[Begin Page text]
Learn how Neon's autoscaling works - it estimates Postgres' working set size and keeps it in memory. Engineering post here

Replicate data to a ClickHouse database on DoubleCloud

Learn how to replicate data from Neon to a ClickHouse database on DoubleCloud

Neon's logical replication feature allows you to replicate data from your Neon Postgres database to external destinations.

ClickHouse is an open-source column-oriented database that allows you to query billions of rows in milliseconds. Its architecture is designed to handle analytical queries efficiently, which makes it ideal for data warehousing and analytics applications. Thanks to the columnar storage format, data can be compressed and retrieved more efficiently, allowing some analytical queries to execute 100 times faster compared to traditional databases like Postgres.

DoubleCloud is a managed data platform that helps engineering teams build data infrastructure with zero-maintenance open-source technologies.

In this guide, you will learn how to replicate data from a Neon Postgres database to a managed ClickHouse cluster with DoubleCloud Transfer — a real-time data replication tool. It natively supports ClickHouse data types, data mutations, automated migrations (adding columns), as well as emulating insertions and deletions. With Transfer, you can replicate your data to both managed ClickHouse clusters on DoubleCloud and on-premise ClickHouse instances.

Prerequisites

Enable logical replication in Neon

important

Enabling logical replication modifies the Postgres wal_level configuration parameter, changing it from replica to logical for all databases in your Neon project. Once the wal_level setting is changed to logical, it cannot be reverted. Enabling logical replication also restarts all computes in your Neon project, meaning active connections will be temporarily dropped before automatically reconnecting.
[End Page text]
[Begin Records provided]
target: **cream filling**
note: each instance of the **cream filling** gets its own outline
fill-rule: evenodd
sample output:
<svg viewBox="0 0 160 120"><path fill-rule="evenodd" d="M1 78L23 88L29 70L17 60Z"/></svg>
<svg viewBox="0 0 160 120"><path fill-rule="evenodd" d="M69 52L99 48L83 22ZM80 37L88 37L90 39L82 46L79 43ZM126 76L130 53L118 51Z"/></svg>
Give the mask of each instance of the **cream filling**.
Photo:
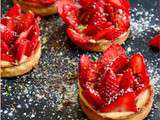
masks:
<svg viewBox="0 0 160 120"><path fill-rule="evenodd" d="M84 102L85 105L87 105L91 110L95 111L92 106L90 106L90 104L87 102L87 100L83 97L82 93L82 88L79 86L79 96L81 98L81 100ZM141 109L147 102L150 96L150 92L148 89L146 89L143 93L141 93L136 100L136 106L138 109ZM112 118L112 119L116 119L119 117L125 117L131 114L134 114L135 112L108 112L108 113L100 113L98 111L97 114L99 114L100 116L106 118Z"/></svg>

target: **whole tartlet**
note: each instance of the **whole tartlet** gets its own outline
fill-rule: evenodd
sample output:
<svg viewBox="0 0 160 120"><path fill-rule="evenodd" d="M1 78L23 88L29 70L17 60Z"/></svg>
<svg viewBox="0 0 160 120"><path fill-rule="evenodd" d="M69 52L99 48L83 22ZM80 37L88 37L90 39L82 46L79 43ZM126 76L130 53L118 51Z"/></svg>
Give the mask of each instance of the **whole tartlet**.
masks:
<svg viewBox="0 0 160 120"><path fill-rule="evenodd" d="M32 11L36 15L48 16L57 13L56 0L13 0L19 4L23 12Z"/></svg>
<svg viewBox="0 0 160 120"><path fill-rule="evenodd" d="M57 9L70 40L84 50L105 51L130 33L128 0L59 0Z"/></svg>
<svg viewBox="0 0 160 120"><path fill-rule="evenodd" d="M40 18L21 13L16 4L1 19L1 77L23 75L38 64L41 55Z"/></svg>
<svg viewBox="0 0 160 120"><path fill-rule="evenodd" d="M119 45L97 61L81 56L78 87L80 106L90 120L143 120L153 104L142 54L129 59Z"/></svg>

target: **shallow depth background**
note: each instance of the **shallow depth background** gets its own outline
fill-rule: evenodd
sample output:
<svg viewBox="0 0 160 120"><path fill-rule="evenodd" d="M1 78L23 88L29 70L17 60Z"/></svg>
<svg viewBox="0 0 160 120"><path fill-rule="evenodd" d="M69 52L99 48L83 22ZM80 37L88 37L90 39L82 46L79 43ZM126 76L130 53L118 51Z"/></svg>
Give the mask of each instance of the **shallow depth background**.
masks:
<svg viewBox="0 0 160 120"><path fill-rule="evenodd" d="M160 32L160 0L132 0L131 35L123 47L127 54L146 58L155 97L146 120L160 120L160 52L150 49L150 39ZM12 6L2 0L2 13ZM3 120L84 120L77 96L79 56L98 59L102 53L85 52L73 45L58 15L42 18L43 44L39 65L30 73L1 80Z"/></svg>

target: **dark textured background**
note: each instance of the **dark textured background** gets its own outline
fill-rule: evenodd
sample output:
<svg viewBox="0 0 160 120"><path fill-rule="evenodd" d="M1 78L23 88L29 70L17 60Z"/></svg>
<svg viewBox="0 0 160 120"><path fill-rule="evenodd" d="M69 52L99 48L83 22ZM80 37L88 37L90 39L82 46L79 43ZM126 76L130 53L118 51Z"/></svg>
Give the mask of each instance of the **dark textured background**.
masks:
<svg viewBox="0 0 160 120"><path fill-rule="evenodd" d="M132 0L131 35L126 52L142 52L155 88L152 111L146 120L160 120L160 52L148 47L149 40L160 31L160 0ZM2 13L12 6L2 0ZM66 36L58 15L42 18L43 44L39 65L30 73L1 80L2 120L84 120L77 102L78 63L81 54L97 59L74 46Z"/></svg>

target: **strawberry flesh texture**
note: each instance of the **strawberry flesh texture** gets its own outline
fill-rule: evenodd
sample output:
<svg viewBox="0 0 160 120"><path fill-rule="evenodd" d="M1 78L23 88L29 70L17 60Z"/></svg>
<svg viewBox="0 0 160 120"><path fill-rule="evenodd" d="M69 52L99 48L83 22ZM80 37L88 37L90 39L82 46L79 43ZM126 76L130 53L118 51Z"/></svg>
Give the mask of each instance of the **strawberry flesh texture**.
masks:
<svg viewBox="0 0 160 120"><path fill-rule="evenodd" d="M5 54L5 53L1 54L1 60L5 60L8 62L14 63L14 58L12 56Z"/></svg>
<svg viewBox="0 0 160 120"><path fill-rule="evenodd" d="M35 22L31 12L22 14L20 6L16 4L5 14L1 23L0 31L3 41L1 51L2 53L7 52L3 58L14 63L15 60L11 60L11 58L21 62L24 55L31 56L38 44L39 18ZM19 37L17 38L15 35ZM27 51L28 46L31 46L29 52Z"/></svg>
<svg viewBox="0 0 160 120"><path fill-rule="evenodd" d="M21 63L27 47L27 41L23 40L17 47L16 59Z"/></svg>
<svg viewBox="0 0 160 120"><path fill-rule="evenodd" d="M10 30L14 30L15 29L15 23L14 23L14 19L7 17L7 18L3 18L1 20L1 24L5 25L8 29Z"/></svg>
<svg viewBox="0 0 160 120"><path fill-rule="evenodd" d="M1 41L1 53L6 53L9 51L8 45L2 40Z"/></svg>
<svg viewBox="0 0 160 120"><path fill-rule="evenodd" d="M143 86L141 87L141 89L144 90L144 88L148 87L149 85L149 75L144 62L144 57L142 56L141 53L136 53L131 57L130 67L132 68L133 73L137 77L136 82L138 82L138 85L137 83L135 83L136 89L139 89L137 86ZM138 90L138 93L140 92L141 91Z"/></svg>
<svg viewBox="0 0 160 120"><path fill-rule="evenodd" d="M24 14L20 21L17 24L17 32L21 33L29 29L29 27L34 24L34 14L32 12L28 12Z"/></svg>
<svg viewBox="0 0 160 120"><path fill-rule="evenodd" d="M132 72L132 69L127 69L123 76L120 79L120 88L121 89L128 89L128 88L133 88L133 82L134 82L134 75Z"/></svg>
[End Records provided]
Given task 1: Name everything the ClickHouse replication guide says DoubleCloud Transfer natively supports.
Given task 2: Copy the stretch of the ClickHouse replication guide from "DoubleCloud is a" through "on-premise ClickHouse instances.".

Exercise solution 1:
- ClickHouse data types
- Data mutations
- Automated migrations (adding columns)
- Emulating insertions and deletions

Exercise solution 2:
DoubleCloud is a managed data platform that helps engineering teams build data infrastructure with zero-maintenance open-source technologies.

In this guide, you will learn how to replicate data from a Neon Postgres database to a managed ClickHouse cluster with DoubleCloud Transfer — a real-time data replication tool. It natively supports ClickHouse data types, data mutations, automated migrations (adding columns), as well as emulating insertions and deletions. With Transfer, you can replicate your data to both managed ClickHouse clusters on DoubleCloud and on-premise ClickHouse instances.